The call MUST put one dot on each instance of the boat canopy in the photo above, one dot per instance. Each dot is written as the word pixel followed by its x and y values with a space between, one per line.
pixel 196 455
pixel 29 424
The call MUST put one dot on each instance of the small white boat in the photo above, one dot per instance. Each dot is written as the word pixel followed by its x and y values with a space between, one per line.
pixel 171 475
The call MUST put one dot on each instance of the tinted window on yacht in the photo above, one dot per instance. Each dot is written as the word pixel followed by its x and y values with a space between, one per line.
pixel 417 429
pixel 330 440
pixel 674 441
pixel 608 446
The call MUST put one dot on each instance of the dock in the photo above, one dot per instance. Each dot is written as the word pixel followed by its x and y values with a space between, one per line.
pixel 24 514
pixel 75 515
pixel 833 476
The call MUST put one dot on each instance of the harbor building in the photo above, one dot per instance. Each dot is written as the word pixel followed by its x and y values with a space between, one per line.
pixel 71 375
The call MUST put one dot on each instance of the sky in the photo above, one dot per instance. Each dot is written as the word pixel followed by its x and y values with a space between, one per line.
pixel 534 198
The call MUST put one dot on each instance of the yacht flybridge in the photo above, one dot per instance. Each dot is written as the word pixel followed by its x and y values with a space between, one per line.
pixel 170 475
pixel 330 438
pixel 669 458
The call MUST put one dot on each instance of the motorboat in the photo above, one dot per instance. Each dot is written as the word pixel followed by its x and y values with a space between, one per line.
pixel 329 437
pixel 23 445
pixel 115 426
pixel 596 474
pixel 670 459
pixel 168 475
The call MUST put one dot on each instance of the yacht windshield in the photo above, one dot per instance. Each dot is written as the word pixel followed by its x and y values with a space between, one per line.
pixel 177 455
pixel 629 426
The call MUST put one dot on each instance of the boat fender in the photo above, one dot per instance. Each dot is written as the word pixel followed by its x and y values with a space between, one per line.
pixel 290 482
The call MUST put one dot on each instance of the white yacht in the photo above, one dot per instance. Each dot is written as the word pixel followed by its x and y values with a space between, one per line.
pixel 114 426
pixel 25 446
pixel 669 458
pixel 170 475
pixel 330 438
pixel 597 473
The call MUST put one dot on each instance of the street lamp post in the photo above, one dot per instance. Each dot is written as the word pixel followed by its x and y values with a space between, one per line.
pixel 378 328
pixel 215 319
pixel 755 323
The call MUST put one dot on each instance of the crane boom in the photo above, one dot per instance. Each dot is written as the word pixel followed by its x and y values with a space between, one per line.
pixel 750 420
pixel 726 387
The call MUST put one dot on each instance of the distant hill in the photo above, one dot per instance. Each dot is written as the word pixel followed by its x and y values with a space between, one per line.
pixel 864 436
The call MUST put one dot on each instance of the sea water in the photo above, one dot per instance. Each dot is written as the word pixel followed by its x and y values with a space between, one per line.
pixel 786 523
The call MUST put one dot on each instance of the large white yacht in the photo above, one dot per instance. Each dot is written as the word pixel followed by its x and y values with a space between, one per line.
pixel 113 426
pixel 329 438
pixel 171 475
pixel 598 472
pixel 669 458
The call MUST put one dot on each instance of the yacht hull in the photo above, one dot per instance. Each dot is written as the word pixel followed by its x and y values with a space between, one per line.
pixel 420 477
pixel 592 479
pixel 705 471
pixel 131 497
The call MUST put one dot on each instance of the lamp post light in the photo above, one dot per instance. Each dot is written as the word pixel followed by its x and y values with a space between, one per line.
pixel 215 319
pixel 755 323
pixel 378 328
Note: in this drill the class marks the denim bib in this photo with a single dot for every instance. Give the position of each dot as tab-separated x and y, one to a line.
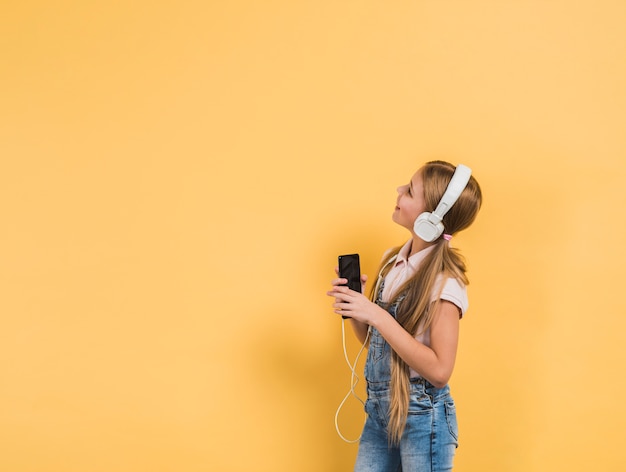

▸ HOW TO COMPLETE THIS TASK
The answer should be the full material above, printed exactly, with no pictures in it.

▸ SOLUTION TO THIS PROBLEM
The call MUST put one dot on each instance of the boat canopy in the photo above, one dot per instance. Each dot is written as the word pixel followed by its x and y values with a space between, one per line.
pixel 196 455
pixel 29 424
The call MUST put one dot on each instance of the small white boat in the photo above, one dot per instance. Each dot is written as the word pixel followed by its x and y values with a space between, one per line.
pixel 171 475
The call MUST put one dot on each instance of the tinted window on yacht in the photo above, one dot per instance. Each dot is written as the word pixel followed by its x and y values with a space between, one per line.
pixel 417 429
pixel 330 440
pixel 674 441
pixel 608 446
The call MUST put one dot on each instance of the dock in the photo above, one dot per instance. Each dot is written as the word pixel followed by its x and y values with a space between, one per line.
pixel 24 514
pixel 75 515
pixel 833 476
The call MUST put one dot on each instance of the harbor building in the photo above, one dot per instance. Each dot is written as the word pixel followed by its x and y values with a space between, one per line.
pixel 71 375
The call MUST put one dot on each instance of the sky in the photo above, one dot per instance. Each dot is written as the word pixel followed by its x and y values with a space between, one per line.
pixel 534 198
The call MUST put one dot on each instance of the yacht flybridge in the photo above, one dot per instance. Each dot is written as the word pixel followed by its x and y values with a space between, one per line.
pixel 170 475
pixel 330 438
pixel 669 458
The call MUST put one dot on each instance of the motorboat in the photo above, one dot per instance. Each dot is written as the word pixel followed by its x and y values with a space between, one per line.
pixel 329 437
pixel 23 445
pixel 115 426
pixel 596 474
pixel 670 459
pixel 168 475
The call MUST put one dot on each instance of the yacht windshield in the photo above, one dot per instance. Each dot is written as the word pixel followed by its x and y values with a space between, one per line.
pixel 177 455
pixel 629 426
The call MUST put one dot on each instance of the boat fender in the photo above, one dot per instance. Each dot is written as the word pixel followed by its x and y values with a space between, one per line.
pixel 290 482
The call MUST put one dot on each instance of the white yacht in the photo above, one dot per instance. Each dot is written as the word pixel followed by its x and y values with a space between, one per line.
pixel 114 426
pixel 25 446
pixel 669 458
pixel 170 475
pixel 330 438
pixel 597 473
The call MUST put one dot on each instance of the street lamp post in the photo above, one dot per instance. Each dot is written as the word pixel followed by its x and y values with a space between, one per line.
pixel 378 328
pixel 215 319
pixel 755 323
The call MUST put one dot on each instance of the crane boom in the photo above, one dot per instance. Each dot is written as the word pixel followed by its x and y values with a space between, one per line.
pixel 750 420
pixel 726 387
The call MUST put one dot on each instance of the distant hill in the photo above, one dot per instance. Each dot is written as the word pixel followed by its x and y values with a space between, one per line.
pixel 864 436
The call MUST put one dot on each instance of the sea water in the photo above, one dot per instance. Each dot is written as the word pixel followed by its x and y values with a space between, one per line.
pixel 786 523
The call MUST put one dot on each instance of the large white yacht in the photo above, one dot per instance. Each dot is written as the word pixel followed by its x and y values with a space between, one per line.
pixel 113 426
pixel 329 438
pixel 171 475
pixel 598 472
pixel 669 458
The call MUST put one dot on each instance of the yacht hull in the photo above, one dot per instance. Each dot is written as the word pixel followed by its x and y values with a space between, one per line.
pixel 420 477
pixel 592 479
pixel 705 471
pixel 131 497
The call MUST put one dot on each instance of the lamp post light in the photo above, one dot per instance. Each dot is written as the word pixel followed by its x and y values with a space between, one per line.
pixel 215 319
pixel 755 323
pixel 378 328
Note: in this drill the class marks the denim bib in this photo with a single dot for every instance. Give the position of each dot as tab-separated x and y, one to a line.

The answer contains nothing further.